[WHAT YOU NEED TO DO]: Nothing but the lines from the line with "mark: white fish" through the end of the data is to be copied, and each is to be copied exactly.

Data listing
- - - - -
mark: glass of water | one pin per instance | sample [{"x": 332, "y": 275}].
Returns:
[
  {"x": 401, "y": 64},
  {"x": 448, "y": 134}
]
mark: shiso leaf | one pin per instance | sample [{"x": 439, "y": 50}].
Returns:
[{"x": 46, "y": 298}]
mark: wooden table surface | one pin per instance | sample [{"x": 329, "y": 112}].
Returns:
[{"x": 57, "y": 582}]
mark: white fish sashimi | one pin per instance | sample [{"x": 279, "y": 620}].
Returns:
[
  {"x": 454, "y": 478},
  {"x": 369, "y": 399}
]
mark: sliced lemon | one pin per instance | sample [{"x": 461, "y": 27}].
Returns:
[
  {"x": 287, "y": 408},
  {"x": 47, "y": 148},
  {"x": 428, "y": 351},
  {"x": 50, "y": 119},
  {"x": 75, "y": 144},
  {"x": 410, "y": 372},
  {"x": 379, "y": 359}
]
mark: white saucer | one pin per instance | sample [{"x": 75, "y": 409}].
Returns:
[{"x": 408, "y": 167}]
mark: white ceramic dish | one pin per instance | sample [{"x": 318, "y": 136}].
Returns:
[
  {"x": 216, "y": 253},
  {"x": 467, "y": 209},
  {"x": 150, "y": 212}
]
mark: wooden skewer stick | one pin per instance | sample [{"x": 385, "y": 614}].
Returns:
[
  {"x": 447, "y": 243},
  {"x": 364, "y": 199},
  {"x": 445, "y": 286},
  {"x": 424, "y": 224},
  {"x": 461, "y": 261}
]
- - - - -
[EXERCISE RESULT]:
mark: white fish sashimi | one pin per instance | sample [{"x": 279, "y": 620}].
Returns:
[
  {"x": 454, "y": 478},
  {"x": 369, "y": 399}
]
mark: sliced lemon | one pin per instance | sample [{"x": 461, "y": 27}].
Returns:
[
  {"x": 287, "y": 408},
  {"x": 47, "y": 148},
  {"x": 428, "y": 351},
  {"x": 50, "y": 119},
  {"x": 75, "y": 144},
  {"x": 410, "y": 372},
  {"x": 379, "y": 359}
]
mark: white saucer | one pin per instance | sample [{"x": 75, "y": 409}].
Returns:
[{"x": 408, "y": 167}]
mark: white ceramic dish | one pin per instance | sample [{"x": 318, "y": 136}].
Returns:
[
  {"x": 216, "y": 253},
  {"x": 467, "y": 209},
  {"x": 150, "y": 212}
]
mark: wooden skewer stick | one pin per instance | sample [{"x": 385, "y": 614}].
Returns:
[
  {"x": 447, "y": 243},
  {"x": 364, "y": 199},
  {"x": 445, "y": 286},
  {"x": 424, "y": 224},
  {"x": 461, "y": 261}
]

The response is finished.